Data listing

** Start **

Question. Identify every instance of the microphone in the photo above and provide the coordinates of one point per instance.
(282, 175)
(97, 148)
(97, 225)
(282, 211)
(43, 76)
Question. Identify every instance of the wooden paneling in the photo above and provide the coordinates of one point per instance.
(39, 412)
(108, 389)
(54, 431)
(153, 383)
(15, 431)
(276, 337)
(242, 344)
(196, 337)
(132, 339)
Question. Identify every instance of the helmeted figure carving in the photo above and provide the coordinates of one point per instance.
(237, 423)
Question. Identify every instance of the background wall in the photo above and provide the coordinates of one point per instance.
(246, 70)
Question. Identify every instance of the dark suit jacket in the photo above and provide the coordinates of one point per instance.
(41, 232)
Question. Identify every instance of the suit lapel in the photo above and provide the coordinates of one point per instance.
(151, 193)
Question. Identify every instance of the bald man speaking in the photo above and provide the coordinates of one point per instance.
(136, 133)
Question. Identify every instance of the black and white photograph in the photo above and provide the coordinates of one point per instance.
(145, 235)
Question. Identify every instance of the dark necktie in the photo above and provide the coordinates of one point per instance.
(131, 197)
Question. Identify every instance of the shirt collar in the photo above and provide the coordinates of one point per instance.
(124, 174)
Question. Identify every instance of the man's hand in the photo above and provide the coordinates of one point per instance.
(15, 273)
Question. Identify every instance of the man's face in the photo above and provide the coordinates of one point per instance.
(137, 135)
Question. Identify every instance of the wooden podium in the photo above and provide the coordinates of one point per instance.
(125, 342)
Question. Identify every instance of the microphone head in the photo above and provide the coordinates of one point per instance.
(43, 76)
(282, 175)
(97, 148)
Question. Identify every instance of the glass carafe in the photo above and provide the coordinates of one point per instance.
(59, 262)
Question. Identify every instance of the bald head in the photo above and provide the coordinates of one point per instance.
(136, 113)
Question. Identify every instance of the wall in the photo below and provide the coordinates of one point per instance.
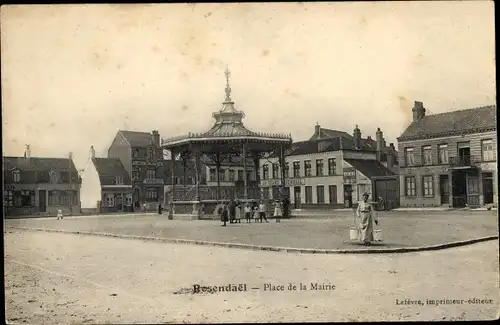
(91, 187)
(120, 149)
(436, 169)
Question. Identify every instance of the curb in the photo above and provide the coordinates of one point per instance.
(270, 248)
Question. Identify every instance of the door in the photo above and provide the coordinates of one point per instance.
(296, 196)
(444, 189)
(488, 188)
(42, 202)
(348, 196)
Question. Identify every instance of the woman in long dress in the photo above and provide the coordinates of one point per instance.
(277, 211)
(366, 219)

** End **

Reproduce every line exactly and omit all pictures.

COMPLETE ANSWER —
Question. Identify every instance of the microphone in the photo above and provide the coordinates of one point per instance.
(282, 175)
(97, 148)
(97, 225)
(282, 211)
(43, 76)
Question. Identify every instance of the wooden paneling in the photo above and provide the coordinates of one point per instance.
(39, 412)
(108, 389)
(54, 431)
(153, 383)
(15, 431)
(276, 337)
(242, 344)
(196, 337)
(132, 339)
Question. Identify every instance of the helmeted figure carving in the photo above and provide the coordinates of one point per instance.
(237, 423)
Question. Identify every instance of the background wall in the photo above and provide the coordinates of one point per instance.
(246, 70)
Question. Identify every instance of the dark suit jacket in the photo above and provide the coordinates of one point per instance.
(41, 232)
Question. Identify every instance of the suit lapel in the photo above and provide the coordinates of one point per instance.
(151, 193)
Question. Identify every instance of the bald man speaking in the photo above and provide the coordinates of one point per instance.
(136, 133)
Question. Identify every instance of the black and white photograph in the photo above and provide the coordinates of one point per instance.
(145, 235)
Question. Identify every instance of the dark necktie in the photo above and provide the coordinates of one point per instance.
(131, 197)
Question. Identify every instance of the shirt collar in the photo above and provide the coordinates of one point per instance.
(124, 174)
Question. Identify every instance of the man's hand in the photo above and provide the coordinates of one point per instance.
(15, 273)
Question. Identify every instance of the man's face in the photo above and provide the coordinates of one point per instance.
(137, 135)
Question. Identify every instance of the wooden podium in the photo above and provide the coordinates of one point per instance.
(125, 342)
Question. Identify every instance of the microphone head in the photo above and provide the coordinates of one point per instance.
(43, 76)
(282, 175)
(97, 148)
Question. Identify every instance of the glass carafe in the photo above and provide the coordinates of one point per instance.
(59, 262)
Question. Identify every instance of the bald head in the photo above and provide the coordinates of one point per instance.
(136, 113)
Question. Identify every instance of the wall in the photo below and provide the coordinates of one point per instance.
(91, 187)
(120, 149)
(436, 169)
Question. Identify every instance of the curb in the photo above and provide the coordinates of one point per instance.
(270, 248)
Question. Identify every instance of the door in the photo above and provide the coordinates of one point per instance.
(296, 196)
(444, 189)
(488, 188)
(42, 202)
(348, 196)
Question. Identify every instance of the woman in long dress in the photo above and provide the coordinates of one point per instance.
(277, 211)
(366, 219)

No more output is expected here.